──────── EXTRACTED ENTRIES ────────

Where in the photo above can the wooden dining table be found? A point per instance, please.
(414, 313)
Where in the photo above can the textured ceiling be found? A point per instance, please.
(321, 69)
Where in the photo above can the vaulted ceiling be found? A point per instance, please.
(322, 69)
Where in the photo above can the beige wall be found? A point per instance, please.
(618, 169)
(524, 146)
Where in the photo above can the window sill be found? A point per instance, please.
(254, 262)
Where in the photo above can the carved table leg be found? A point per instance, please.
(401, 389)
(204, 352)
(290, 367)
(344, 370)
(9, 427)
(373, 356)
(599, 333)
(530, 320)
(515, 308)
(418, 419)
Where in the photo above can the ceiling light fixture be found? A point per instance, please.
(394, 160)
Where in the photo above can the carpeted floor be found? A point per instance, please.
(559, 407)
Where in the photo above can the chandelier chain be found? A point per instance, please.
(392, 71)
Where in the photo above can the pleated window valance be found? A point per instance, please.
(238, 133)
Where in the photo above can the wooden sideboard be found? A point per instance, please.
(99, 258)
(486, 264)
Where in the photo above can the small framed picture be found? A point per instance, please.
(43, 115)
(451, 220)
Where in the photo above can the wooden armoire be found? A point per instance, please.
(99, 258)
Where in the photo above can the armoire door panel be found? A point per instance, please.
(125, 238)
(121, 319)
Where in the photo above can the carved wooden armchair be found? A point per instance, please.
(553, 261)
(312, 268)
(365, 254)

────────
──────── EXTRACTED ENTRIES ────────

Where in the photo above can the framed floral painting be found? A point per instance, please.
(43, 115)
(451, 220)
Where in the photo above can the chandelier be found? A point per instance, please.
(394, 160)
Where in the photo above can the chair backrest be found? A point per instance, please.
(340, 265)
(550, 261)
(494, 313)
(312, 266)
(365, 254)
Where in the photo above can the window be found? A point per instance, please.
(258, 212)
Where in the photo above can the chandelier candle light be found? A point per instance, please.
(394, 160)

────────

▶ STATED EXERCISE
Filter the data above and return each line that contains the string "framed". Matching is case-sensitive.

▶ COMPLETE ANSWER
Where in the photo above can the small framed picture be found? A point per instance, please.
Where in the photo above can the framed floral painting be found? A point per instance, please.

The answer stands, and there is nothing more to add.